→ Direction
Render every entry below as a two-column CSV with the headers "instruction" and "output". Give each entry one row holding its text and its answer, each in a single quoted field with line breaks replaced by spaces, and omit the pictures.

→ Available records
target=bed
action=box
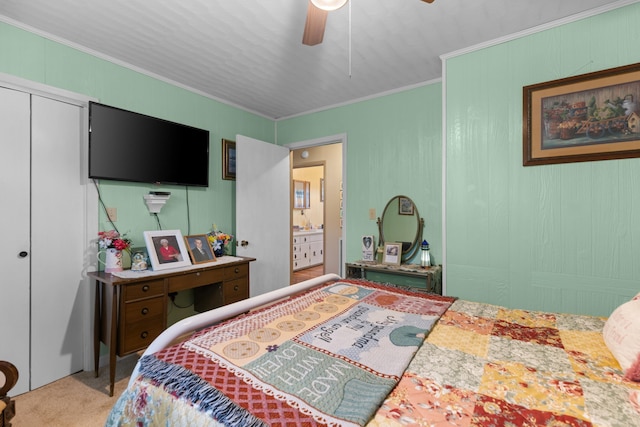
[106,275,640,427]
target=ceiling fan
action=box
[302,0,434,46]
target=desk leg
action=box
[109,286,118,396]
[93,280,102,378]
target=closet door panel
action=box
[31,95,85,388]
[0,87,31,395]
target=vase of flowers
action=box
[207,224,233,257]
[98,230,131,273]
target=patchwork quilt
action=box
[107,280,454,427]
[369,300,640,427]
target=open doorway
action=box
[291,144,344,283]
[291,165,325,284]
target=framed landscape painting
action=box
[522,64,640,166]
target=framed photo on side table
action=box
[184,234,216,264]
[144,230,191,270]
[362,236,375,261]
[382,242,402,265]
[222,139,236,181]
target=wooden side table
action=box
[345,261,442,295]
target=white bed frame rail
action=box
[129,273,341,386]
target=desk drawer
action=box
[123,280,164,302]
[124,297,164,325]
[120,316,164,356]
[224,264,249,281]
[222,279,249,305]
[169,269,224,292]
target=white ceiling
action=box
[0,0,635,119]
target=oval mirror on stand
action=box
[378,196,424,263]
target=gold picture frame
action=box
[222,139,236,181]
[184,234,217,264]
[522,63,640,166]
[143,230,191,270]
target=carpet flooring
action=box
[9,354,138,427]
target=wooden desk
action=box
[346,261,442,295]
[88,257,255,396]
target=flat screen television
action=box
[89,102,209,187]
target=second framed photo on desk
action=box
[184,234,216,264]
[144,230,191,270]
[382,242,402,265]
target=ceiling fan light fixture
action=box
[311,0,348,12]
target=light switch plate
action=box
[107,208,118,222]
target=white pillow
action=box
[602,294,640,381]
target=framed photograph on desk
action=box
[382,242,402,265]
[184,234,216,264]
[362,236,375,261]
[144,230,191,270]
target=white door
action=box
[0,88,87,395]
[0,88,31,395]
[31,95,88,389]
[236,135,291,296]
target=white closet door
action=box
[236,135,291,297]
[31,95,86,389]
[0,88,30,395]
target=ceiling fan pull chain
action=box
[349,2,351,78]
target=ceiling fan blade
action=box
[302,0,329,46]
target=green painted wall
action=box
[0,4,640,315]
[0,23,275,246]
[444,4,640,315]
[278,4,640,315]
[277,84,443,263]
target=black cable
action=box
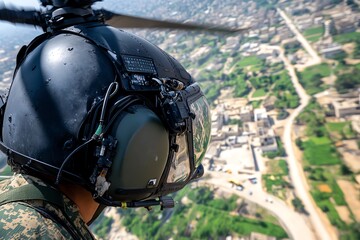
[103,99,140,134]
[100,82,119,125]
[55,138,94,185]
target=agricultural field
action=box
[303,26,325,42]
[252,88,267,98]
[297,63,331,95]
[296,101,357,239]
[262,159,291,199]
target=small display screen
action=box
[122,55,157,74]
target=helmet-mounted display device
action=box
[0,25,211,208]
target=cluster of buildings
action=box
[211,98,278,158]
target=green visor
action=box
[167,96,211,183]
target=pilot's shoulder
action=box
[0,202,71,239]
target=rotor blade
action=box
[0,7,45,27]
[100,9,249,33]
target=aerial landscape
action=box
[0,0,360,240]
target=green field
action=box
[250,100,262,109]
[334,32,360,44]
[297,63,331,95]
[236,56,264,71]
[115,187,288,239]
[303,27,324,42]
[304,137,341,166]
[325,122,356,139]
[252,88,266,98]
[303,27,324,37]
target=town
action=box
[0,0,360,239]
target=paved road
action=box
[204,172,316,240]
[272,43,336,240]
[277,8,321,65]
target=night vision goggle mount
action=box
[84,77,204,209]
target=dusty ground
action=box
[218,88,234,100]
[337,180,360,222]
[318,184,332,193]
[338,140,360,173]
[321,75,337,85]
[343,42,355,54]
[335,206,352,224]
[345,58,360,65]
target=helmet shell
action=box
[2,23,192,182]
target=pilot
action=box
[0,15,211,239]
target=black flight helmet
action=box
[0,21,211,206]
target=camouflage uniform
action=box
[0,174,94,240]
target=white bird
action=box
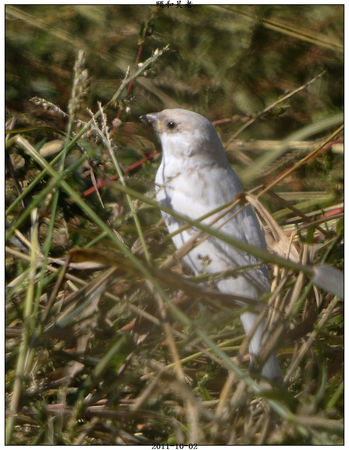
[142,109,282,379]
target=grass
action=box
[6,5,344,445]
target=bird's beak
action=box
[139,113,157,128]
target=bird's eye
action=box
[167,120,177,130]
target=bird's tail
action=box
[240,312,282,380]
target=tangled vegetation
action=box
[6,2,344,448]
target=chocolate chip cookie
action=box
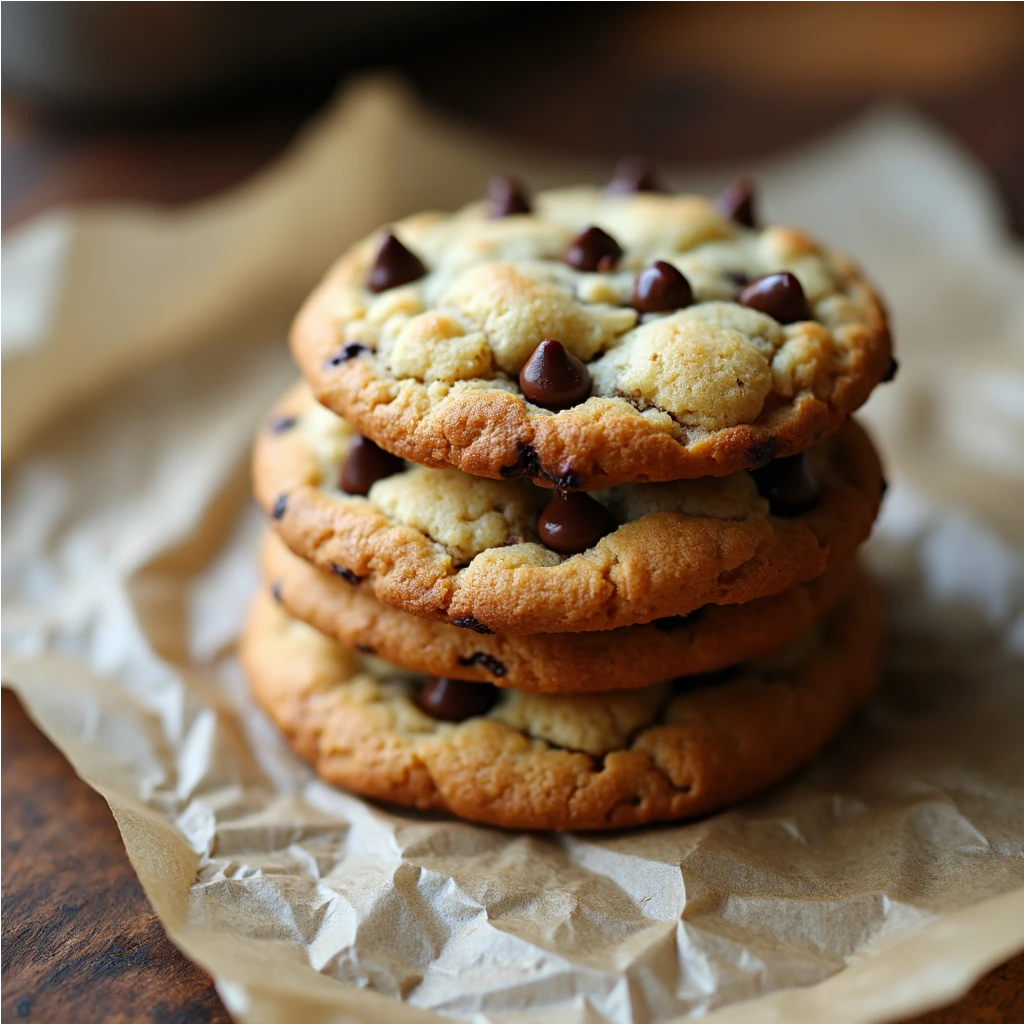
[260,530,859,693]
[292,175,894,489]
[254,385,883,634]
[241,581,881,829]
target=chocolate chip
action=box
[537,489,617,555]
[339,434,406,495]
[752,453,821,518]
[367,231,427,292]
[328,562,366,587]
[416,676,500,722]
[739,270,811,324]
[651,607,703,633]
[487,174,531,220]
[519,338,590,410]
[452,615,495,634]
[633,259,693,313]
[562,227,623,273]
[459,650,509,679]
[715,178,756,227]
[324,341,370,369]
[607,157,660,196]
[267,416,299,434]
[501,443,541,480]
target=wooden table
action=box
[0,0,1024,1024]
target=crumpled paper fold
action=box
[0,80,1024,1024]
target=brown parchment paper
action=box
[0,80,1024,1024]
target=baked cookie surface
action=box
[260,530,859,693]
[254,385,884,634]
[292,188,891,489]
[241,580,882,829]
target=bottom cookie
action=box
[241,578,882,829]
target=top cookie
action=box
[292,179,893,489]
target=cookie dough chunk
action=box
[292,188,892,489]
[260,530,859,693]
[254,385,883,635]
[241,581,882,829]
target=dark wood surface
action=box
[0,0,1024,1024]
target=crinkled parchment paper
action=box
[0,75,1024,1024]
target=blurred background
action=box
[6,0,1024,233]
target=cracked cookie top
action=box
[241,581,881,828]
[254,385,883,634]
[292,182,891,489]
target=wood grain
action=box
[0,0,1024,1024]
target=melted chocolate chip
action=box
[537,489,618,555]
[562,227,623,273]
[367,231,427,292]
[519,338,590,410]
[739,270,811,324]
[753,453,821,518]
[452,615,495,634]
[324,341,370,369]
[633,259,693,313]
[339,435,406,495]
[607,157,660,196]
[487,174,531,220]
[459,650,509,679]
[267,416,299,434]
[715,178,756,227]
[328,562,366,587]
[501,443,541,480]
[416,676,500,722]
[651,608,703,633]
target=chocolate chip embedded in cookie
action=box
[241,582,882,829]
[292,184,892,490]
[254,385,882,634]
[260,530,858,693]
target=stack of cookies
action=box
[242,161,895,828]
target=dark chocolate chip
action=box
[519,338,590,410]
[715,178,757,227]
[487,174,531,220]
[416,676,500,722]
[324,341,370,368]
[328,562,366,587]
[562,227,623,273]
[339,434,406,495]
[651,607,703,633]
[739,270,811,324]
[608,157,660,196]
[501,443,541,480]
[267,416,299,434]
[452,615,495,634]
[459,650,509,679]
[746,437,778,469]
[753,453,821,518]
[537,489,617,555]
[633,259,693,313]
[367,231,427,292]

→ Full solution
instruction,output
"target=bed action=box","[106,275,640,427]"
"target=ceiling fan action=box","[302,0,434,46]"
"target=desk leg action=box","[109,286,118,396] [93,280,102,378]"
"target=closet door panel action=box","[31,95,85,388] [0,87,31,395]"
"target=vase of flowers action=box","[207,224,233,257] [98,230,131,273]"
"target=patchwork quilt action=box","[107,280,454,427] [369,300,640,427]"
"target=open doorway action=box","[291,144,344,283] [291,165,325,284]"
"target=framed landscape painting action=box","[522,64,640,166]"
"target=framed photo on side table action=box","[184,234,216,264] [144,230,191,270] [362,236,375,261] [382,242,402,265] [222,139,236,181]"
"target=wooden side table action=box","[345,261,442,295]"
"target=white bed frame rail action=box","[129,273,341,386]"
"target=desk drawer action=box","[123,280,164,302] [124,297,164,325] [120,316,164,356] [224,264,249,281] [222,279,249,305] [169,269,224,292]"
"target=white ceiling action=box","[0,0,635,119]"
"target=oval mirror on stand action=box","[378,196,424,263]"
"target=gold picture frame action=box","[222,139,236,181] [184,234,217,264] [522,63,640,166] [143,230,191,270]"
"target=carpet flooring action=box","[9,354,138,427]"
"target=wooden desk action=box","[346,261,442,295] [88,257,255,396]"
"target=flat screen television action=box","[89,102,209,187]"
"target=second framed photo on desk action=box","[184,234,216,264] [144,230,191,270] [382,242,402,265]"
"target=ceiling fan light fixture action=box","[311,0,348,12]"
"target=light switch plate action=box","[107,208,118,222]"
"target=white pillow action=box","[602,294,640,381]"
"target=framed photograph on desk action=box","[382,242,402,265] [184,234,216,264] [362,236,375,261] [144,230,191,270]"
"target=white door action=box","[0,88,87,395] [0,88,31,395] [31,95,88,389] [236,135,291,296]"
"target=white closet door action=box","[236,135,291,297] [31,95,86,389] [0,88,30,395]"
"target=ceiling fan pull chain action=box","[349,2,351,78]"
"target=ceiling fan blade action=box","[302,0,329,46]"
"target=green painted wall action=box","[0,4,640,315] [0,23,275,246] [444,4,640,315] [278,4,640,315] [277,84,443,263]"
"target=black cable action=box","[103,99,140,134] [100,82,119,125] [55,138,94,185]"
"target=agricultural field action=box","[303,26,325,42] [252,88,267,98] [297,63,331,95] [296,101,357,239] [262,159,291,199]"
"target=small display screen action=box","[122,55,157,74]"
"target=helmet-mounted display device action=box","[0,25,211,208]"
"target=cluster of buildings action=box","[211,98,278,158]"
"target=green visor action=box","[167,96,211,183]"
"target=pilot's shoulder action=box","[0,202,71,239]"
"target=rotor blade action=box","[0,7,45,27] [100,9,249,33]"
"target=aerial landscape action=box","[0,0,360,240]"
"target=green field action=box","[250,100,262,109] [334,32,360,44] [297,63,331,95] [236,56,264,71] [115,187,288,239] [303,27,324,42] [304,137,341,166] [325,122,356,139] [252,88,266,98] [303,27,324,37]"
"target=town action=box","[0,0,360,239]"
"target=paved road action=box","[204,172,316,240] [272,43,336,240] [277,8,321,65]"
"target=night vision goggle mount action=box","[84,77,204,209]"
"target=dusty ground action=box","[218,88,234,100] [337,180,360,222] [318,184,332,193] [338,140,360,173] [321,75,337,85] [343,42,355,54] [335,206,352,224] [345,58,360,65]"
"target=helmet shell action=box","[2,23,192,182]"
"target=pilot action=box","[0,15,211,239]"
"target=black flight helmet action=box","[0,21,211,206]"
"target=camouflage uniform action=box","[0,174,94,240]"
"target=white bird action=box","[142,109,282,379]"
"target=grass action=box","[6,5,344,445]"
"target=bird's beak action=box","[139,113,157,128]"
"target=bird's eye action=box","[167,120,177,130]"
"target=bird's tail action=box","[240,312,282,380]"
"target=tangled vegetation action=box","[6,2,344,448]"
"target=chocolate chip cookie action=box","[260,530,859,693] [292,175,894,489] [254,385,883,634] [241,581,881,829]"
"target=chocolate chip action=box","[537,489,617,555] [339,434,406,495] [752,453,821,518] [367,231,427,292] [328,562,366,587] [416,676,500,722] [739,270,811,324] [651,607,703,633] [487,174,531,220] [519,338,590,410] [452,615,495,634] [633,259,693,313] [562,227,623,273] [459,650,509,679] [715,178,756,227] [324,341,370,369] [607,157,660,196] [267,416,299,434] [501,443,541,480]"
"target=wooden table action=box","[0,0,1024,1024]"
"target=crumpled paper fold action=box","[0,80,1024,1024]"
"target=brown parchment paper action=box","[0,80,1024,1024]"
"target=baked cookie surface action=box","[260,530,859,693] [254,385,884,634] [292,188,891,489] [241,580,882,829]"
"target=bottom cookie action=box","[241,578,882,829]"
"target=top cookie action=box","[292,179,893,489]"
"target=cookie dough chunk action=box","[292,188,892,489] [260,530,859,693] [254,385,883,635] [241,581,882,829]"
"target=dark wood surface action=box","[0,0,1024,1024]"
"target=crinkled parchment paper action=box","[0,75,1024,1024]"
"target=blurred background action=box","[6,0,1024,233]"
"target=cracked cookie top action=box","[241,581,881,828] [254,385,883,634] [292,182,891,489]"
"target=wood grain action=box","[0,0,1024,1024]"
"target=melted chocolate chip action=box","[537,489,618,555] [562,227,623,273] [367,231,427,292] [519,338,590,410] [739,270,811,324] [753,453,821,518] [452,615,495,634] [324,341,370,369] [633,259,693,313] [339,435,406,495] [607,157,660,196] [487,174,531,220] [459,650,509,679] [267,416,299,434] [715,178,756,227] [328,562,366,587] [501,443,541,480] [416,676,500,722] [651,608,703,633]"
"target=chocolate chip embedded in cookie action=box","[241,582,882,829] [292,184,892,490] [254,385,882,634] [260,530,858,693]"
"target=stack of cookies action=box","[242,161,895,828]"
"target=dark chocolate chip action=box","[519,338,590,410] [715,178,757,227] [487,174,531,220] [416,676,500,722] [324,341,370,368] [328,562,366,587] [562,227,623,273] [339,434,406,495] [651,607,703,633] [739,270,811,324] [608,157,660,196] [501,443,541,480] [267,416,299,434] [452,615,495,634] [459,650,509,679] [746,437,778,469] [753,453,821,518] [537,489,617,555] [633,259,693,313] [367,231,427,292]"